→ Stated exercise: Revise the part that opens with the line containing "Provide the outline of every instance of the camouflage" and closes with the line containing "1212 0 L 1023", changing "camouflage uniform" to "military uniform" and keeping everything else the same.

(Data extracted from a collection)
--
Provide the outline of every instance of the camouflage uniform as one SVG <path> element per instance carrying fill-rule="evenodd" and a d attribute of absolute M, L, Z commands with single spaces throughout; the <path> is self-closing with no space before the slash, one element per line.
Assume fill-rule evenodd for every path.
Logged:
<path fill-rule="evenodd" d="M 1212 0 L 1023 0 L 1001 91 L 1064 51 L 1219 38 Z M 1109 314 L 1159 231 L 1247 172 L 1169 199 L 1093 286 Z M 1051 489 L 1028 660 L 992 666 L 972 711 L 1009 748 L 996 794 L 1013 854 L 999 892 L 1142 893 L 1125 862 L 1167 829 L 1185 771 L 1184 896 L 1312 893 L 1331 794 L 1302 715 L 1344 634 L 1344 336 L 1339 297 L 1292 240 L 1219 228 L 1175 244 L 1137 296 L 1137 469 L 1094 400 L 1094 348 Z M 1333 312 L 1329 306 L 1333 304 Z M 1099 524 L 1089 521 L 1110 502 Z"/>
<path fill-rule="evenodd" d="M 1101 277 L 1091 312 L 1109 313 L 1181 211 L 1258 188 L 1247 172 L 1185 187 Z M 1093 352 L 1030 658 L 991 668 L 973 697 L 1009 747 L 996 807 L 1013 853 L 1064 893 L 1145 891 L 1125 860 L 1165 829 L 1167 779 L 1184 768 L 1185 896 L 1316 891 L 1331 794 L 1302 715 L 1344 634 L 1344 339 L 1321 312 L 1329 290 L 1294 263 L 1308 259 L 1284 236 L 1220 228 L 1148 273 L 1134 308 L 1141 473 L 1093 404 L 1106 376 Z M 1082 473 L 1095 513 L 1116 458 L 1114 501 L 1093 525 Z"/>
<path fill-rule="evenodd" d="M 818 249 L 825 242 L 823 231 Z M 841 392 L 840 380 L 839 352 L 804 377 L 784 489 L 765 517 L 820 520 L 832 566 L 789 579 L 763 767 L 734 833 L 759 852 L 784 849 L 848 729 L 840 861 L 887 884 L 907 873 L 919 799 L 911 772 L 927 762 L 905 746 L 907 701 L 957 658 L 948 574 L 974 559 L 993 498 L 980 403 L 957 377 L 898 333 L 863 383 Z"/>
--
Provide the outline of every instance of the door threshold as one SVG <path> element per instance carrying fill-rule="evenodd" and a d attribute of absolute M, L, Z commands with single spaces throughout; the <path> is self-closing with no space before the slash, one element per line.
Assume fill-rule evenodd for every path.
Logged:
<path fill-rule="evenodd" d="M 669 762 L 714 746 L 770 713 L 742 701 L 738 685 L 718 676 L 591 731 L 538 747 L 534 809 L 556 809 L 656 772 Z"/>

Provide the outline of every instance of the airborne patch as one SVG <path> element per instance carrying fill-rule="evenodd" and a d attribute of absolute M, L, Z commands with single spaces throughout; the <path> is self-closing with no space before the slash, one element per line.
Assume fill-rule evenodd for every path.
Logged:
--
→ Answer below:
Provide the outline of every instance of the military uniform as one SVG <path> element per instance carrying fill-rule="evenodd" and a d attribute of absolute M, L, Z commands with single spaces throughout; the <path> is self-closing with no space before the slash, one element per line.
Assume fill-rule evenodd for every path.
Logged:
<path fill-rule="evenodd" d="M 1212 0 L 1023 0 L 1001 91 L 1064 51 L 1219 38 Z M 1109 314 L 1159 231 L 1247 172 L 1169 199 L 1093 286 Z M 1051 489 L 1028 660 L 992 666 L 972 711 L 1009 748 L 996 794 L 1013 854 L 999 892 L 1142 893 L 1125 862 L 1167 829 L 1185 771 L 1184 896 L 1312 893 L 1331 794 L 1302 715 L 1344 634 L 1344 336 L 1339 297 L 1292 240 L 1219 228 L 1175 244 L 1137 296 L 1137 469 L 1094 400 L 1094 348 Z M 1333 312 L 1329 306 L 1333 304 Z M 1099 524 L 1089 521 L 1110 502 Z"/>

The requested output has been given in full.